POJ 3904 Sky Code（容斥）

Description

Stancu likes space travels but he is a poor software developer and will never be able to buy his own spacecraft. That is why he is preparing to steal the spacecraft of Petru. There is only one problem – Petru has locked the spacecraft with a sophisticated cryptosystem based on the ID numbers of the stars from the Milky Way Galaxy. For breaking the system Stancu has to check each subset of four stars such that the only common divisor of their numbers is 1. Nasty, isn’t it? Fortunately, Stancu has succeeded to limit the number of the interesting stars to N but, any way, the possible subsets of four stars can be too many. Help him to find their number and to decide if there is a chance to break the system.

Input

In the input file several test cases are given. For each test case on the first line the number N of interesting stars is given (1 ≤ N ≤ 10000). The second line of the test case contains the list of ID numbers of the interesting stars, separated by spaces. Each ID is a positive integer which is no greater than 10000. The input data terminate with the end of file.

Output

For each test case the program should print one line with the number of subsets with the asked property.

Sample Input

4
2 3 4 5 
4
2 4 6 8 
7
2 3 4 5 7 6 8

Sample Output

1 
0 
34

分析：讓你選出4元組，GCD(a,b,c,d)=1，問方案數開始並沒有什麼思路

我們想不考慮條件的總的方案數爲：C(n,4),這其中我們要去掉GCD>1的

那麼我們就要考慮素數因子之間的組合來容斥

#include<cstdio>
#include<cstring>
#include<algorithm>
#include<vector>
#include<string>
#include<iostream>
#include<queue>
#include<cmath>
#include<map>
#include<stack>
#include<set>
using namespace std;
#define REPF( i , a , b ) for ( int i = a ; i <= b ; ++ i )
#define REP( i , n ) for ( int i = 0 ; i < n ; ++ i )
----
## 阅读问题:
A) 在 Sky Code 这道题的网页节选里，分析部分说不考虑条件时总的方案数是多少？
B) 接着 Sky Code 这道题的网页节选，从最后一行往下续写。

## 所给资料:
----
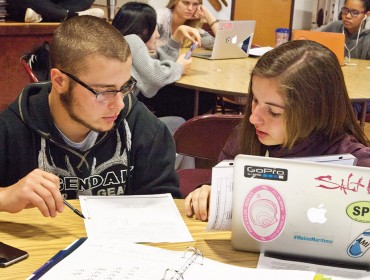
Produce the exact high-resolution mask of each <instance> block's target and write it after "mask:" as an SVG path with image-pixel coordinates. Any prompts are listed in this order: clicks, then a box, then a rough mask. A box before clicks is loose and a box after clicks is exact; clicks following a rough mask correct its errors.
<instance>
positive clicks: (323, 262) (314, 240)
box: [231, 155, 370, 270]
----
## 参考答案:
A) C(n,4)

B)
#define CLEAR( a , x ) memset ( a , x , sizeof a )
const int INF=0x3f3f3f3f;
typedef long long LL;
int n,A[10100];
int num[10100];
int kind[10100];
LL f[10010],ans;
int v[10];
void init()
{
    for(int i=4;i<=10000;i++)
        f[i]=1LL*i*(i-1)*(i-2)*(i-3)/24;
}
void solve(int x)
{
    int m=0;
    for(int i=2;i*i<=x;i++)
    {
        if(x%i==0)
        {
            while(x%i==0)
                x/=i;
            v[m++]=i;
        }
    }
    if(x>1)
        v[m++]=x;
    for(int i=1;i<(1<<m);i++)
    {
        int c=0,l=1;
        for(int j=0;j<m;j++)
        {
            if(i&(1<<j))
            {
                c++;
                l*=v[j];
            }
        }
        num[l]++;
        kind[l]=c;
        if(c&1)
        {
            ans-=f[num[l]-1];
            ans+=f[num[l]];
        }
        else
        {
            ans+=f[num[l]-1];
            ans-=f[num[l]];
        }
    }
}
int main()
{
    init();
    while(~scanf("%d",&n))
    {
        CLEAR(num,0);
        CLEAR(kind,0);
        ans=0;
        REPF(i,1,n)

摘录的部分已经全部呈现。